Items stored in the dataset:
○ ○ ○ ○ ○ ○ ○

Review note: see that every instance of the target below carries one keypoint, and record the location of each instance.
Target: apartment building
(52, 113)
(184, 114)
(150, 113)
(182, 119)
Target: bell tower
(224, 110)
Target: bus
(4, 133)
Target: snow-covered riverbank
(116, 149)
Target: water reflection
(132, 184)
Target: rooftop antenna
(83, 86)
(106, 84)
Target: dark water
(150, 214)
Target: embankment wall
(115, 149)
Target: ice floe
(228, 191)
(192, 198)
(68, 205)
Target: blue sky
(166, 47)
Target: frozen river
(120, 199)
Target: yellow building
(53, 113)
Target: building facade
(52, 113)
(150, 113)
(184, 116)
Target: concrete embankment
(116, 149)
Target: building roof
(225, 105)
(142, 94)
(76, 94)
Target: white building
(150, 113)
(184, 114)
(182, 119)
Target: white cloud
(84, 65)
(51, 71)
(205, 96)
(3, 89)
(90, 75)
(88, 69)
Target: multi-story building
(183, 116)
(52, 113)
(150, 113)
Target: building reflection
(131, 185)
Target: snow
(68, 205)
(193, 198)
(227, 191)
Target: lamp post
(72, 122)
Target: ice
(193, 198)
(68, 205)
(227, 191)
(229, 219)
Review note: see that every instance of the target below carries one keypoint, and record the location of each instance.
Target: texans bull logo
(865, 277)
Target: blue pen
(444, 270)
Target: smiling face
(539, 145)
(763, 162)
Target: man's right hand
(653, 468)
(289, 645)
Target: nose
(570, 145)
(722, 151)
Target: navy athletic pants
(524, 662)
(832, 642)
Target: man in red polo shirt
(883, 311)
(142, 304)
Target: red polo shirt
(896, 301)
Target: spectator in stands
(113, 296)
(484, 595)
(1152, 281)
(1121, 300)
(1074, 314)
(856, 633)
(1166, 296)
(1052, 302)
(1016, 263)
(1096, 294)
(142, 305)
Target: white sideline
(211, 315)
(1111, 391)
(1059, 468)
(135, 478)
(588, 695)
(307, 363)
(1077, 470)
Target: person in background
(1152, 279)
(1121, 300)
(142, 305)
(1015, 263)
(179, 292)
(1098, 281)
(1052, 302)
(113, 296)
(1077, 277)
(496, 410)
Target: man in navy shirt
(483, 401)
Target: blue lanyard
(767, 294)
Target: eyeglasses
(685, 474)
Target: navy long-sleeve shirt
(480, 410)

○ ○ ○ ○ ○ ○ ○

Aim: Format every line of the items above as a JSON list of strings, one string per line, leaving out any blank lines.

Result for this task:
[
  "Review note: see that every instance of the target below carries one keypoint, and record the location of each instance.",
  "Target: apartment building",
  "(52, 113)",
  "(184, 114)",
  "(150, 113)",
  "(182, 119)",
  "Target: bell tower",
  "(224, 110)",
  "Target: bus",
  "(4, 133)",
  "Target: snow-covered riverbank",
  "(116, 149)",
  "Target: water reflection",
  "(132, 184)",
  "Target: rooftop antenna",
  "(83, 86)",
  "(106, 84)",
  "Target: dark water",
  "(150, 214)",
  "Target: embankment wall",
  "(115, 149)",
  "Target: ice floe",
  "(228, 191)",
  "(192, 198)",
  "(68, 205)",
  "Target: blue sky",
  "(166, 47)",
  "Target: frozen river",
  "(120, 199)",
  "Target: yellow building",
  "(53, 113)",
  "Target: building facade",
  "(52, 113)",
  "(150, 113)",
  "(184, 116)",
  "Target: concrete embankment",
  "(116, 149)",
  "Target: building roof",
  "(225, 105)",
  "(142, 94)",
  "(76, 94)",
  "Target: white building",
  "(150, 113)",
  "(184, 114)",
  "(182, 119)",
  "Target: white cloud",
  "(84, 65)",
  "(51, 71)",
  "(205, 96)",
  "(3, 89)",
  "(90, 75)",
  "(88, 69)",
  "Target: multi-story building",
  "(183, 116)",
  "(52, 113)",
  "(150, 113)",
  "Target: building reflection",
  "(131, 185)",
  "Target: snow",
  "(68, 205)",
  "(193, 198)",
  "(227, 191)",
  "Target: lamp post",
  "(72, 122)",
  "Target: ice",
  "(193, 198)",
  "(68, 205)",
  "(227, 191)",
  "(229, 219)",
  "Review note: see that every instance of the target below carries one keypoint, and record the location of each instance.",
  "Target: texans bull logo",
  "(865, 277)",
  "Target: blue pen",
  "(444, 270)",
  "Target: smiling face",
  "(539, 145)",
  "(763, 162)",
  "Target: man's right hand",
  "(653, 468)",
  "(289, 645)",
  "Target: nose",
  "(570, 145)",
  "(722, 151)",
  "Target: navy athletic pants",
  "(524, 662)",
  "(832, 642)",
  "Target: man in red polo shirt",
  "(883, 311)",
  "(142, 304)",
  "Target: red polo shirt",
  "(896, 301)",
  "Target: spectator in stands",
  "(113, 296)",
  "(484, 595)",
  "(1152, 281)",
  "(1121, 300)",
  "(1074, 314)",
  "(856, 633)",
  "(1166, 296)",
  "(1052, 302)",
  "(1016, 263)",
  "(1096, 294)",
  "(142, 305)",
  "Target: white sideline",
  "(211, 315)",
  "(1111, 391)",
  "(1059, 468)",
  "(135, 478)",
  "(588, 695)",
  "(307, 363)",
  "(1077, 470)",
  "Target: person in background",
  "(1152, 279)",
  "(1121, 300)",
  "(142, 305)",
  "(1015, 263)",
  "(179, 292)",
  "(1098, 281)",
  "(1052, 302)",
  "(113, 296)",
  "(1077, 277)",
  "(496, 410)",
  "Target: man in navy shirt",
  "(483, 401)",
  "Target: blue lanyard",
  "(767, 294)",
  "Target: eyeglasses",
  "(685, 474)",
  "Target: navy long-sleeve shirt",
  "(480, 410)"
]